> _WHAT YOU NEED TO DO_
The word "leaping" may appear in lines of the data; say how many such lines there are, with nothing beyond the number.

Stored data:
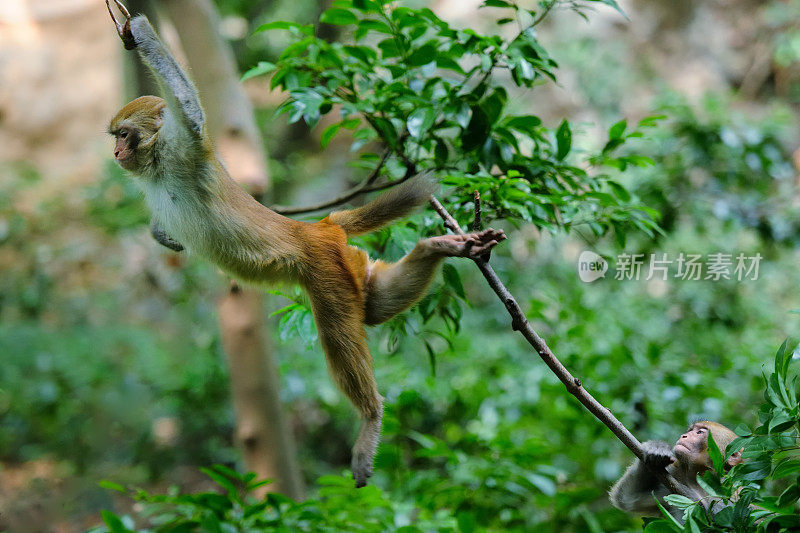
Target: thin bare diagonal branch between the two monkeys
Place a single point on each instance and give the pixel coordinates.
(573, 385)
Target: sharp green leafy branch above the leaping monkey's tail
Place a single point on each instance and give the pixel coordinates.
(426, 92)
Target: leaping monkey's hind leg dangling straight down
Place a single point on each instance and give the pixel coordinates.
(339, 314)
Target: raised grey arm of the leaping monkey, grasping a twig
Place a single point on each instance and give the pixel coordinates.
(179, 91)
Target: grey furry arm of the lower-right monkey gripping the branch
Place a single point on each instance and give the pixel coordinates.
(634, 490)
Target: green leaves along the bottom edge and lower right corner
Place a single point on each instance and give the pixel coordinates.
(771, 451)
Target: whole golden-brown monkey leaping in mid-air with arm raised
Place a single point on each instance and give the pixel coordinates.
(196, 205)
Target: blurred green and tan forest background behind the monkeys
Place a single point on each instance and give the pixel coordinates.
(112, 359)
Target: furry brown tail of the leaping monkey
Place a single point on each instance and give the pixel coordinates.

> _RESPONSE AREA_
5